_Исходный текст:_
::::
Эту удивительную цитату следует читать внимательно. Фуко описывает основание совместной жизни, совершенно не отталкиваясь от акта суверена, который объединяет индивидов в пределах некой области своей властью ограничивать, а основание ради установления экономической свободы. Фуко нам говорит, что именно добровольная реализация этой установленной свободы приведет членов общества к единению. Почему? Благодаря эффекту пользы в терминах экономического благосостояния, которую породит, как предполагается, конкурентная
практика. Конечно, это коллективное единение и согласие примет политическую форму, но, по своим мотивам, у него не будет политической природы. Речь идет о другом — о добровольном согласии на игру свободы. Как покажет следующая часть, речь идет о том, чтобы помыслить гражданское общество, существующее совершенно автономно, без нужды в специализированном политическом приспособлении.
::::
[Фрагменты записей сегментации]
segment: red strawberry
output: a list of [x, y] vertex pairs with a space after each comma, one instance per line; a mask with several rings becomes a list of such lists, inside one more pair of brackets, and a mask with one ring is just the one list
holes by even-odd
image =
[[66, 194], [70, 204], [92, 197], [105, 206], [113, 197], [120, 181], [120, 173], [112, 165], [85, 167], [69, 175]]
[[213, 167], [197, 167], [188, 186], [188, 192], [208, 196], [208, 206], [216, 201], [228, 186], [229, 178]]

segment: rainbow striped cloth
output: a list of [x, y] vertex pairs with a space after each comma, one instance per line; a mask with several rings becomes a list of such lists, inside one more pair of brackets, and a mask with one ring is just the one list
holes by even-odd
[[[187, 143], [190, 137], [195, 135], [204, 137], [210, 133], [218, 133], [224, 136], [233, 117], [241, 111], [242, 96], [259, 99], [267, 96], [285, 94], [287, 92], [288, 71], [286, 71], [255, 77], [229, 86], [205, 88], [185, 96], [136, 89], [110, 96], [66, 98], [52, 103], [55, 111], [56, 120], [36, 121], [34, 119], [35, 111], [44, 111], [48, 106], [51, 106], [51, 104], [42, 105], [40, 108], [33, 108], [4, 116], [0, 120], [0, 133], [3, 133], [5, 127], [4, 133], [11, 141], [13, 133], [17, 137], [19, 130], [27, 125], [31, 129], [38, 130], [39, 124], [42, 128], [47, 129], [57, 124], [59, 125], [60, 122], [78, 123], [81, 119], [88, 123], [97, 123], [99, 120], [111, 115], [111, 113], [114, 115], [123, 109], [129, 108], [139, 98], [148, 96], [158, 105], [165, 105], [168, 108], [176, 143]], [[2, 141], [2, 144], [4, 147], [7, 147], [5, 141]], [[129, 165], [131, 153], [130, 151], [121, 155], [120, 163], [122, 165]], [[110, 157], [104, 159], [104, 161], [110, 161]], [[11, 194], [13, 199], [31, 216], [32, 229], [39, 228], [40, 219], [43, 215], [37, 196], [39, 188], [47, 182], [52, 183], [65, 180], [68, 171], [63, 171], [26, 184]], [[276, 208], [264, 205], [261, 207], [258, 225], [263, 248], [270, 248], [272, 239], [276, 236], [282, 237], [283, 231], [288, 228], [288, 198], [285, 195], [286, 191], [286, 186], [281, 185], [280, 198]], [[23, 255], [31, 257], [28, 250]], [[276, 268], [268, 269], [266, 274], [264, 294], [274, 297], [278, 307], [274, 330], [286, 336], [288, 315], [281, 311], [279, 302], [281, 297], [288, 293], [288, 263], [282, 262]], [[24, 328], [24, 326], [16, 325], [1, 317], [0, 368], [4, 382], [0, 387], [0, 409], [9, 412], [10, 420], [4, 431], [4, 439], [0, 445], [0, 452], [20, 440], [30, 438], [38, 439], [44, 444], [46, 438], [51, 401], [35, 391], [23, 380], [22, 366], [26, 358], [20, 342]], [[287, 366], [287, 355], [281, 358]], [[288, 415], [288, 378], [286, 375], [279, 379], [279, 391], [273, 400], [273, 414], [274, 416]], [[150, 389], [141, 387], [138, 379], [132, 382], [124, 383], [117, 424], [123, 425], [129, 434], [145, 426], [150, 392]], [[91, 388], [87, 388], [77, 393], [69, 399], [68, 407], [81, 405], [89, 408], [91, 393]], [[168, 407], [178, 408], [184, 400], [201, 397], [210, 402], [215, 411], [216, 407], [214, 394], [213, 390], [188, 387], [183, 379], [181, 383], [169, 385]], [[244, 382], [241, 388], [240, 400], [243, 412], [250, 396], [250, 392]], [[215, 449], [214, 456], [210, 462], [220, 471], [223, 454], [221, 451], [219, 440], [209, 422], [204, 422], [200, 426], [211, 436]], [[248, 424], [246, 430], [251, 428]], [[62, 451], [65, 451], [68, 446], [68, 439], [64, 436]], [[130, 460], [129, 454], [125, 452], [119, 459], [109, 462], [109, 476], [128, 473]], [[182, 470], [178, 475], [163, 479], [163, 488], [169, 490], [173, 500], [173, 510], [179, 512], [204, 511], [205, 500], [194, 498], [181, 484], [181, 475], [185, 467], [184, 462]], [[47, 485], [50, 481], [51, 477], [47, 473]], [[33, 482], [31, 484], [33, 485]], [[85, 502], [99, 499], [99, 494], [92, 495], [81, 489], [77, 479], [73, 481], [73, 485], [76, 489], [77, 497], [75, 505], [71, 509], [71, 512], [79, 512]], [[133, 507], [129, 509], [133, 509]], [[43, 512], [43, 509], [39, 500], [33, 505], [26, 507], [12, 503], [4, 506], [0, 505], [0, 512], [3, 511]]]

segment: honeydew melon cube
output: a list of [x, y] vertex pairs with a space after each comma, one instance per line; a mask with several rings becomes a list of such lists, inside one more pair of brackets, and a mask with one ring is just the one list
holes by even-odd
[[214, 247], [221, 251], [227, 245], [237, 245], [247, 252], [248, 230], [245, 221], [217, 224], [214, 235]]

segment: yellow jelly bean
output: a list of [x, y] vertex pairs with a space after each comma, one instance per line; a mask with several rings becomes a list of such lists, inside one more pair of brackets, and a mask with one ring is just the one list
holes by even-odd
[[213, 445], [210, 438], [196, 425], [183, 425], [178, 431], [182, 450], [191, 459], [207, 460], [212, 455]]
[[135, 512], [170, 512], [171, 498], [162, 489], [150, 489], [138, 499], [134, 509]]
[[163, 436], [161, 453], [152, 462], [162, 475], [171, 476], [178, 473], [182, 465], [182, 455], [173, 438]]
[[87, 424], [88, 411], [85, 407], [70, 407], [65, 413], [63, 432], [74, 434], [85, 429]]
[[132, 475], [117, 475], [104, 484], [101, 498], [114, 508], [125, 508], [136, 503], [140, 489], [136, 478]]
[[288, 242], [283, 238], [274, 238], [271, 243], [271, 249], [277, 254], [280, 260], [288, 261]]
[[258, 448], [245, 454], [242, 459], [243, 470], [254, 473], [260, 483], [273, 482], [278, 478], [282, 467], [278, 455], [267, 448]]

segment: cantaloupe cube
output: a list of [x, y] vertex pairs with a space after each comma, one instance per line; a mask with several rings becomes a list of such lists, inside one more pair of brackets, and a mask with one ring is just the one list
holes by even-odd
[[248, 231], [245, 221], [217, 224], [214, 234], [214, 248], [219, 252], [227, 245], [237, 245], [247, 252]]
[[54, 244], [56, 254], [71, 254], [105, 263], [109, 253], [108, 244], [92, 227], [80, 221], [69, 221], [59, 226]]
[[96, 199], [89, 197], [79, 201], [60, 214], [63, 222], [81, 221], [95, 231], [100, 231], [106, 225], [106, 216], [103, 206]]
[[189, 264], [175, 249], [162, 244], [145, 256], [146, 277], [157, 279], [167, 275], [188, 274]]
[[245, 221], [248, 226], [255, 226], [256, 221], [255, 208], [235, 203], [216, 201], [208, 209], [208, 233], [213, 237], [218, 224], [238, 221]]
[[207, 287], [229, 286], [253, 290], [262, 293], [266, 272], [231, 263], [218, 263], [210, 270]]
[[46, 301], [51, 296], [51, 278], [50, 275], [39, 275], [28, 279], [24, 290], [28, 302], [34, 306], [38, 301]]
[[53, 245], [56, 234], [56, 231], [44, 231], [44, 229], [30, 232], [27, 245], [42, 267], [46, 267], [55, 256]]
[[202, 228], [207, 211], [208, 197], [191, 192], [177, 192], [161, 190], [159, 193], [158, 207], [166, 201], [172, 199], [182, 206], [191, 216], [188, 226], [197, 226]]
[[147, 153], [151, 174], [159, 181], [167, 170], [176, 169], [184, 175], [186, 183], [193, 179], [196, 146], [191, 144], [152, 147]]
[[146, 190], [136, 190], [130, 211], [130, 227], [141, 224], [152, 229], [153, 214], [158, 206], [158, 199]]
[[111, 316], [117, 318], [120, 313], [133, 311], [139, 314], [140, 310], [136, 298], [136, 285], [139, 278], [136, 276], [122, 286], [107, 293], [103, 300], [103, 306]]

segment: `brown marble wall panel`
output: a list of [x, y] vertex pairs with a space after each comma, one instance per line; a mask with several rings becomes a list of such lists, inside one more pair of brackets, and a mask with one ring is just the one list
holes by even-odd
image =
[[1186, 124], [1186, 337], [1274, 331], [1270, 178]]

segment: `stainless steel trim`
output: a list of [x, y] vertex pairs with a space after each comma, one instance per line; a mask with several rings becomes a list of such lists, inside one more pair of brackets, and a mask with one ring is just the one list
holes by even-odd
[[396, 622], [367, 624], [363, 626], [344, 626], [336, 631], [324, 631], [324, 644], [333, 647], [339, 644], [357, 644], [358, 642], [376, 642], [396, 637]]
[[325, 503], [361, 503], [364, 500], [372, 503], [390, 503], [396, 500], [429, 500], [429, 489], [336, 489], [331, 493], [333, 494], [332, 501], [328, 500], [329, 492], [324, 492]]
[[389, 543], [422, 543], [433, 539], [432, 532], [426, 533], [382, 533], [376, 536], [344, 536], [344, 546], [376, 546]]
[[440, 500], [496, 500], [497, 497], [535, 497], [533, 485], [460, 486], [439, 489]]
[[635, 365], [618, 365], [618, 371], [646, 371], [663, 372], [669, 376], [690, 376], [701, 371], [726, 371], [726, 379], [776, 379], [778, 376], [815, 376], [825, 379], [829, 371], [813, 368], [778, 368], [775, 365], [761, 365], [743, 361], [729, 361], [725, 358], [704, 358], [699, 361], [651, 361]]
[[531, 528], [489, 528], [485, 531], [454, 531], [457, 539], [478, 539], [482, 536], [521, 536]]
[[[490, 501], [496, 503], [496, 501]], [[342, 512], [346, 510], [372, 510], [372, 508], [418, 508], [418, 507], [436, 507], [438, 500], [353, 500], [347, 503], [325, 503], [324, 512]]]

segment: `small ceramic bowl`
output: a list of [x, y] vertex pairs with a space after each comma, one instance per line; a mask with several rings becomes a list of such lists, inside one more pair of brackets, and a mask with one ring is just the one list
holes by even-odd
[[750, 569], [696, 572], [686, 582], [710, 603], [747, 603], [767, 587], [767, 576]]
::::
Кратко перескажите абзац текста о Фуко и экономической свободе, который начинается словами «Эту удивительную цитату». Сохраните его главные мысли.

_Ответ:_
По Фуко, основание совместной жизни — это установление экономической свободы. Это не акт суверена, который объединяет индивидов в пределах некой области своей властью ограничивать. Членов общества объединит добровольная реализация этой свободы, потому что конкурентная практика, как предполагается, принесёт пользу в виде экономического благосостояния. Такое единение примет политическую форму, но по своим мотивам политическим не будет: речь идёт о добровольном согласии на игру свободы. Цель в том, чтобы помыслить гражданское общество, которое существует совершенно автономно и не нуждается в специализированном политическом приспособлении.